Reproduce the entire listing below verbatim.

_Listed records_:
━━━━
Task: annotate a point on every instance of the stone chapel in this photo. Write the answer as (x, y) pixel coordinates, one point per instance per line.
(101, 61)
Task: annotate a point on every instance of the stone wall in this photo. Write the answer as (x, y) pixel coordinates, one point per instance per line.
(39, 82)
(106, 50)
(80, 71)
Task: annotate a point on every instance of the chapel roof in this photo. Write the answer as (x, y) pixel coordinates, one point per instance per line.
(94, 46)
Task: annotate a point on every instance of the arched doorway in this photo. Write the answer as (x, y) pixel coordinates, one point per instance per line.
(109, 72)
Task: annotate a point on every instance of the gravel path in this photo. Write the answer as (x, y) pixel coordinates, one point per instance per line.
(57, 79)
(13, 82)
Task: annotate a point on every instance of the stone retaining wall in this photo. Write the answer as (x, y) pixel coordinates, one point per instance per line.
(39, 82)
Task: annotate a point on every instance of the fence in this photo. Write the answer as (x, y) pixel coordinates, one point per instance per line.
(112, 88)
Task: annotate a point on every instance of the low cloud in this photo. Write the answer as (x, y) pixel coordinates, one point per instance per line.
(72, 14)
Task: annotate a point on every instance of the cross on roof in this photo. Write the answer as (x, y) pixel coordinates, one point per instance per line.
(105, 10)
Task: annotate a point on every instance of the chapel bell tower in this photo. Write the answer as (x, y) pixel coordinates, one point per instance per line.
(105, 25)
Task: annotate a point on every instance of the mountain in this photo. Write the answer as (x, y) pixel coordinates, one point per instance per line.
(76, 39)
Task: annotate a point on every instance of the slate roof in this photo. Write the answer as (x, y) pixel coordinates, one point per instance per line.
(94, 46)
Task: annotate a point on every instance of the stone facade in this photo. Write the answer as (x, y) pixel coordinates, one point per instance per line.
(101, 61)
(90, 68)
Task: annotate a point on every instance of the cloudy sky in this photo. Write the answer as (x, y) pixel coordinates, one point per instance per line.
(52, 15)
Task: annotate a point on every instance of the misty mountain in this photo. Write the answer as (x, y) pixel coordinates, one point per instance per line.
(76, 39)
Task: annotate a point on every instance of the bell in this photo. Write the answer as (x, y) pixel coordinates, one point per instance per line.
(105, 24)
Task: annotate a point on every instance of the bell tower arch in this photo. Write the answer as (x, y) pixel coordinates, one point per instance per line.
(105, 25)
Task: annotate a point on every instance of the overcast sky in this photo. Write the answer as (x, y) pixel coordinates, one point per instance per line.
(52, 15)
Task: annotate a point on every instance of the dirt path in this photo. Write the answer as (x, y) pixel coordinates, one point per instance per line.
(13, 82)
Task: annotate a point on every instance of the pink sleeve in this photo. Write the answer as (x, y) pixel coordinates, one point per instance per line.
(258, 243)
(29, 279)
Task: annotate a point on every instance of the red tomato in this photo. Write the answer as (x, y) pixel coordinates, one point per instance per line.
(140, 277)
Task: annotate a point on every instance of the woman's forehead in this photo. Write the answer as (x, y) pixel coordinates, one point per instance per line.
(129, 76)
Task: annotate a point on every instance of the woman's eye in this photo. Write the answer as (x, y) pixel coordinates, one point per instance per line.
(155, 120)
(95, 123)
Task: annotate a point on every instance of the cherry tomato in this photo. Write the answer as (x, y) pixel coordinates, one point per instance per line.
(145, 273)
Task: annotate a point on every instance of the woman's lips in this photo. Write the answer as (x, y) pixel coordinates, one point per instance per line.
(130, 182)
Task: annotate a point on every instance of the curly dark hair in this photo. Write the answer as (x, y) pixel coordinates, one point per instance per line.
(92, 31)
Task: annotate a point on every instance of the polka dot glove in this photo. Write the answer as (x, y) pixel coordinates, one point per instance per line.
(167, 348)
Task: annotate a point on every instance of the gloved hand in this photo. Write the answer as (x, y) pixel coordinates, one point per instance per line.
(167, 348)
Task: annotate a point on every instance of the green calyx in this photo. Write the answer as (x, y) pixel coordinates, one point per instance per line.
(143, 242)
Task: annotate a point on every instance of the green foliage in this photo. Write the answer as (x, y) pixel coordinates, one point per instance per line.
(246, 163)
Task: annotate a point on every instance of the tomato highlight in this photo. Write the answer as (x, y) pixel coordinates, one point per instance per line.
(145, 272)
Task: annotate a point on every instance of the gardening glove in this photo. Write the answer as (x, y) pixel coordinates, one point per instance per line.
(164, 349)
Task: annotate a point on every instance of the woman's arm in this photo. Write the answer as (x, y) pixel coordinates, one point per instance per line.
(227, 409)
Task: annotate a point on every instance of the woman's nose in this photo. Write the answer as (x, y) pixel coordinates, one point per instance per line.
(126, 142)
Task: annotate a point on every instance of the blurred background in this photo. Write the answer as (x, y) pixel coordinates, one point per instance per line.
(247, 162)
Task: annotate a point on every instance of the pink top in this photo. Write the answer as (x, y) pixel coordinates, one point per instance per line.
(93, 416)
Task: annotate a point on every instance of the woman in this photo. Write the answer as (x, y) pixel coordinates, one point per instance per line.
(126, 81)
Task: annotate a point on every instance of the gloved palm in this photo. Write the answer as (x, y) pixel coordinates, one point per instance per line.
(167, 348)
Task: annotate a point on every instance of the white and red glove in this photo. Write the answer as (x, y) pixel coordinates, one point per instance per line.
━━━━
_Answer to this task_:
Task: annotate a point on every instance of the stone chapel in this photo. Write the answer as (x, y) pixel coordinates, one point per instance per line.
(101, 61)
Task: annotate a point on every instance of the stone wall in this photo. Write the answer as (x, y) pixel coordinates, one point per instance per line.
(39, 82)
(106, 50)
(80, 71)
Task: annotate a point on every instance of the chapel roof in this photo. Write the answer as (x, y) pixel coordinates, one point per instance per line.
(94, 46)
Task: annotate a point on every instance of the arched doorway in this photo. Write the answer as (x, y) pixel coordinates, one point per instance per line.
(109, 72)
Task: annotate a point on every instance of the gravel path in this photo. Write the answer as (x, y) pixel coordinates, one point per instance per line.
(57, 79)
(13, 82)
Task: annotate a point on every instance of the stone retaining wall in this photo. Write the answer as (x, y) pixel coordinates, one point per instance per line.
(39, 82)
Task: annotate a point on every instance of the fence in this photo. Write the answer as (x, y) pixel coordinates, one point per instance per line.
(112, 88)
Task: annotate a point on every instance of the low cloud in this photo. Write the answer as (x, y) pixel coordinates, one point per instance per line.
(72, 14)
Task: annotate a point on every instance of the cross on roof in this photo. Write the answer as (x, y) pixel coordinates, one point per instance per line.
(105, 10)
Task: annotate a point on every instance of the chapel bell tower in this photo. Write the answer as (x, y) pixel coordinates, one point per instance per line.
(105, 25)
Task: annotate a point on every instance of the mountain in this photo. Write the answer as (x, y) pixel coordinates, one point per instance per line.
(76, 39)
Task: annotate a point on every instance of the slate roof in this photo. Write the answer as (x, y) pixel coordinates, one point per instance per line.
(94, 46)
Task: annotate a point on every instance of the stone facade in this photo. Write the answer as (x, y) pixel coordinates, one point per instance per line.
(101, 61)
(90, 68)
Task: annotate a point on every instance of the cloudy sky in this photo. Write the answer as (x, y) pixel coordinates, one point per instance per line.
(52, 15)
Task: annotate a point on every instance of the misty mountain in this photo. Write the answer as (x, y) pixel coordinates, one point per instance per line.
(76, 39)
Task: annotate a point on every instance of the bell in this photo. Write the answer as (x, y) pixel coordinates, one point per instance per line.
(105, 24)
Task: annotate a point on every instance of the bell tower arch in this photo. Write the answer as (x, y) pixel coordinates, one point per instance per line.
(105, 25)
Task: annotate a point on every instance of the overcast sky in this photo. Write the answer as (x, y) pixel coordinates, one point per instance per line.
(52, 15)
Task: annotate a point on every instance of the dirt path in this photo. Write the answer as (x, y) pixel coordinates, one point per instance per line.
(13, 82)
Task: annotate a point on every instance of the pink sleeve in this photo. Write the answer as (x, y) pixel coordinates, one point per instance per line.
(258, 243)
(29, 279)
Task: annotate a point on every instance of the red tomato in this photo. Write the answer as (x, y) pixel coordinates, one point per instance per line.
(140, 277)
Task: annotate a point on every instance of the woman's forehead in this photo. Write the answer as (x, y) pixel coordinates, one point per instance per line.
(129, 76)
Task: annotate a point on every instance of the woman's eye in this photo. Write the answer as (x, y) pixel coordinates, one point per instance per line.
(155, 120)
(95, 123)
Task: annotate a point on every instance of the cherry tomato in this photo. Write the answer as (x, y) pixel coordinates, one point per instance per line.
(145, 273)
Task: annotate a point on every instance of the woman's lips in this photo. Write the answer as (x, y) pixel coordinates, one point per instance per line.
(130, 182)
Task: annotate a point on every instance of the curly dark hair in this photo. Write the answer as (x, y) pixel coordinates, one point per instance per line.
(92, 31)
Task: annotate a point on every instance of the polka dot glove in this photo. Write the answer as (x, y) pixel coordinates, one point per instance per line.
(167, 348)
Task: annotate a point on every instance of the gloved hand in this photo. Write the answer as (x, y) pixel coordinates, one point per instance per line.
(167, 348)
Task: annotate a point on every instance of the green calyx in this photo. Write the answer as (x, y) pixel coordinates, one point per instance per line.
(143, 242)
Task: annotate a point on every instance of the green foliage in this photo. Write the answer as (x, y) pixel coordinates, one point per instance per line.
(246, 163)
Task: annotate a point on every instance of the tomato highlight in this photo. Write the answer as (x, y) pixel coordinates, one point per instance per line.
(145, 272)
Task: annotate a point on every instance of the gardening glove in this photo. Write the answer as (x, y) pixel coordinates, one point per instance per line.
(164, 349)
Task: annotate a point on every instance of the woman's arm in this photo. Write the answer as (x, y) pixel coordinates, one point per instance per line.
(227, 409)
Task: annotate a point on every instance of the woman's nose in this photo. Write the answer as (x, y) pixel coordinates, one point per instance per line.
(126, 142)
Task: annotate a point on every instance of the blurred background in this photo. Write the answer as (x, y) pixel coordinates, one point per instance per line.
(247, 162)
Task: annotate a point on every instance of the pink top in this photo. Write the answer as (x, y) pixel coordinates, one point per instance per line.
(93, 416)
Task: annotate a point on every instance of the woman in this photo. Write the answer as (x, y) pixel coordinates, one point per instance per line.
(126, 81)
Task: annotate a point on every instance of the gloved palm in this photo. Write the answer as (x, y) pixel coordinates, one point per instance per line.
(167, 348)
Task: annotate a point on every instance of the white and red glove in this photo. Write the answer as (x, y) pixel coordinates, one point per instance per line.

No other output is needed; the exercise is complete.